— BEGIN Records shown —
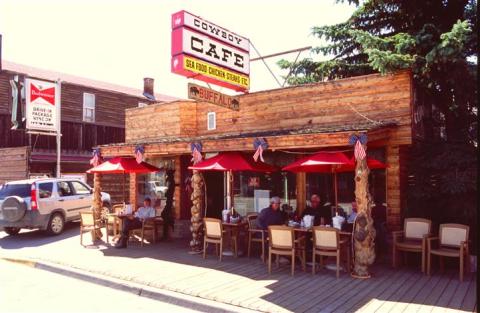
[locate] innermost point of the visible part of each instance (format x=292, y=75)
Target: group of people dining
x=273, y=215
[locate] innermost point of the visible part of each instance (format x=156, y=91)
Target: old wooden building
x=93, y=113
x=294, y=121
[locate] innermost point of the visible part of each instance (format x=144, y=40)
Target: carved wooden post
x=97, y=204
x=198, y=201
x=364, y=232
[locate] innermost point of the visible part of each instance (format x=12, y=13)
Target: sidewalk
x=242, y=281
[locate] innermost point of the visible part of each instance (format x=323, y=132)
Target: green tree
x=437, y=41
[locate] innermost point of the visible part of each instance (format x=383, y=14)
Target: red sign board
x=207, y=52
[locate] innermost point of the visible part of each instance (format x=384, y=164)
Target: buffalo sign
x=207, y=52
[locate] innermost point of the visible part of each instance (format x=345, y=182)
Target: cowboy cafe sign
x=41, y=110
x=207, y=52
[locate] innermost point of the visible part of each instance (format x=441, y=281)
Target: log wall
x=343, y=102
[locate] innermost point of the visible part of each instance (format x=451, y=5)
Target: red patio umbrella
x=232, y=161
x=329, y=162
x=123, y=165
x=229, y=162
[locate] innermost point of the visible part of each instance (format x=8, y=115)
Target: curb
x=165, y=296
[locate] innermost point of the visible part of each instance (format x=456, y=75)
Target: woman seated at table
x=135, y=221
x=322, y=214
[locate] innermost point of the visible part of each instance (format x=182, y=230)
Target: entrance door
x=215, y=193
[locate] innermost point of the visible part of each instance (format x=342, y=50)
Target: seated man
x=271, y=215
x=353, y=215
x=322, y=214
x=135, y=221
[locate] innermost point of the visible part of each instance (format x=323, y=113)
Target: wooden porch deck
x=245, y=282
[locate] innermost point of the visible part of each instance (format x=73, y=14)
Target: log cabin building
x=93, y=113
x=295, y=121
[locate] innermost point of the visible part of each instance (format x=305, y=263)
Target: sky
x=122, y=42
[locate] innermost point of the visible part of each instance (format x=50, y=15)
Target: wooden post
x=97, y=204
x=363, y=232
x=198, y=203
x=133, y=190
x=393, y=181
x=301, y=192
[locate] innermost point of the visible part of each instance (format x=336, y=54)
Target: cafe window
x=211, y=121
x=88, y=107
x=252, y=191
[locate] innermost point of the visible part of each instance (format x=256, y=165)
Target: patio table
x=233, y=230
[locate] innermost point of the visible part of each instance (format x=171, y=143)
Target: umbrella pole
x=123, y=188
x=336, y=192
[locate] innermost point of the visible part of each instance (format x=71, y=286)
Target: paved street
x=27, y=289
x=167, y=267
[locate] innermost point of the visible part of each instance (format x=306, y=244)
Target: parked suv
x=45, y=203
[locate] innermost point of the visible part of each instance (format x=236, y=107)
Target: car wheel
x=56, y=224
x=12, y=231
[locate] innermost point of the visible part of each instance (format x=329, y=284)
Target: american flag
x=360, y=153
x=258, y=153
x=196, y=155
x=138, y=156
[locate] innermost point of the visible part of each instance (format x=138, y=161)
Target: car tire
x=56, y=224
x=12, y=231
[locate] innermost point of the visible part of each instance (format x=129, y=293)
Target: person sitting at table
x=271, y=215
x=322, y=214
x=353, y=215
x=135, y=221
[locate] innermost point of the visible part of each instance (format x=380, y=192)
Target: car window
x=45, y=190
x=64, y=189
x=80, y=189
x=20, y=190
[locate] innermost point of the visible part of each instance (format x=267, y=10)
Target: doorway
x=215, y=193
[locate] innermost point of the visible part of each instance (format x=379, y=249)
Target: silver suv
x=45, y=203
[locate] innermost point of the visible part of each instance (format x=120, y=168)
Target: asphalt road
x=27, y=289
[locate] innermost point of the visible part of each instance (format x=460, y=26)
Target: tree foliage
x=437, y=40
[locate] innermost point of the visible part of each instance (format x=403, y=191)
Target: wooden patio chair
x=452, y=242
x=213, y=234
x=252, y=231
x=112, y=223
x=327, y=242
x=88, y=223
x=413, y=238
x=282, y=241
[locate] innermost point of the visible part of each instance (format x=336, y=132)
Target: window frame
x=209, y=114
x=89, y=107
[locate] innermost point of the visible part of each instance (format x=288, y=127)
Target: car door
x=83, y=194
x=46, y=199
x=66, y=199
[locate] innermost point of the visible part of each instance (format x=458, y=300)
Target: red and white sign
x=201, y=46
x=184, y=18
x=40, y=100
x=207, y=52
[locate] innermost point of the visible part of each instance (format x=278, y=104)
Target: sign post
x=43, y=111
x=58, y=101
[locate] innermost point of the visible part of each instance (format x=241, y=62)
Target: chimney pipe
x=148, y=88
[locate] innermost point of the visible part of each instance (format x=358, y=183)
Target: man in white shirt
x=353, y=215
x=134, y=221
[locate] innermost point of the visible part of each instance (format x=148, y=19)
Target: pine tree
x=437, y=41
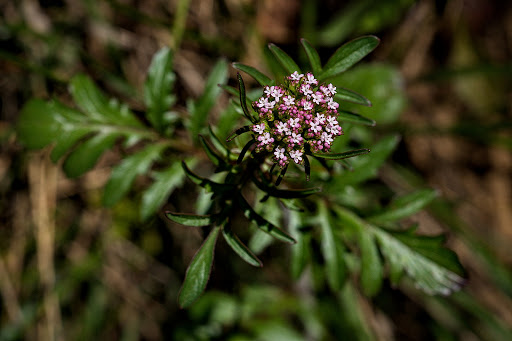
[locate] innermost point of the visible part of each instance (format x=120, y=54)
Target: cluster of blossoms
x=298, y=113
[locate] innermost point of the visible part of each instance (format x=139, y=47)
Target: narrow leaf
— END Records shown —
— BEGIN Records shown —
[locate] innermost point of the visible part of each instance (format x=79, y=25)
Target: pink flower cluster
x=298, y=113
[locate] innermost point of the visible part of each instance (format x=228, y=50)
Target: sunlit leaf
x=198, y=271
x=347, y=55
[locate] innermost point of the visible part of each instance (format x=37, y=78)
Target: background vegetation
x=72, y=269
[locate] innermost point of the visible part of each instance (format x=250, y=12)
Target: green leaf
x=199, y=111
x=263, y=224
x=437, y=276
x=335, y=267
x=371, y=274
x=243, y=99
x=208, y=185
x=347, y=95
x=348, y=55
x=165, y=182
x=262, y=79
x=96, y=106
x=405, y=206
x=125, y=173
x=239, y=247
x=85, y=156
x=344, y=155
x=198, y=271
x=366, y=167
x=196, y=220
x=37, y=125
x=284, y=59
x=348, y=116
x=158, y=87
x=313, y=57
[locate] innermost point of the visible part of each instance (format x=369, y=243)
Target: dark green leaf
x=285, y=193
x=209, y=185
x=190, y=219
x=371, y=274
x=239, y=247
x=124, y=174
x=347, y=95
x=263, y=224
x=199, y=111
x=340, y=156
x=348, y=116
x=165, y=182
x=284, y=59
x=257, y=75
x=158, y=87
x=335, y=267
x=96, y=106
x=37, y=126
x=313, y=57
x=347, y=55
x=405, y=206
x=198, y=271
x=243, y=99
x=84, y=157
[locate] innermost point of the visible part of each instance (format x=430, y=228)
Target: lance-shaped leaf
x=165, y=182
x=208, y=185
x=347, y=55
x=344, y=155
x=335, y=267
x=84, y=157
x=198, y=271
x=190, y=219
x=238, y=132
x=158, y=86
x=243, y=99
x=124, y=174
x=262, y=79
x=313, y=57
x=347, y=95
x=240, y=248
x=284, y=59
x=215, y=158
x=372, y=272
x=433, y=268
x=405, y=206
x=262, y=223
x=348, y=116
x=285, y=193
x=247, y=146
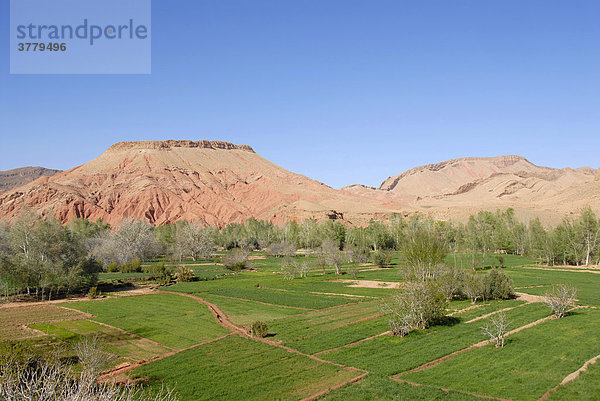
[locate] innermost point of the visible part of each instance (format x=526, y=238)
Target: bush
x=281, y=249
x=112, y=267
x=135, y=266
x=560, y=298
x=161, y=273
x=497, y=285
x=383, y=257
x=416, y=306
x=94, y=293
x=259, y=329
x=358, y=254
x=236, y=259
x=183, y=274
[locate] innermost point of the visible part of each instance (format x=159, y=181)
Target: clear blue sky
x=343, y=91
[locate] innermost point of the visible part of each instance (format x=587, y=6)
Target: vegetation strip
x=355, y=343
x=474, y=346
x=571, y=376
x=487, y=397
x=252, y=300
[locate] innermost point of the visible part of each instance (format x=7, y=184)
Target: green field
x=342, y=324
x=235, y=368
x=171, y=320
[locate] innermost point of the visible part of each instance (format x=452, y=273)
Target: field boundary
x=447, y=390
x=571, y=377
— END Records shown —
*What is needed:*
Convert the records from the line containing "(format x=452, y=273)" to the line containing "x=571, y=377" into a two-column CSV headed input and output. Give one row per record, with its text in the input field and its answer in the output field, each field in quotation marks and with line breaks replaced by spaces.

*Answer to this task:*
input,output
"[locate] innermost point of the visible part of each instance (format x=452, y=273) Target: field boundary","x=447, y=390 x=571, y=377"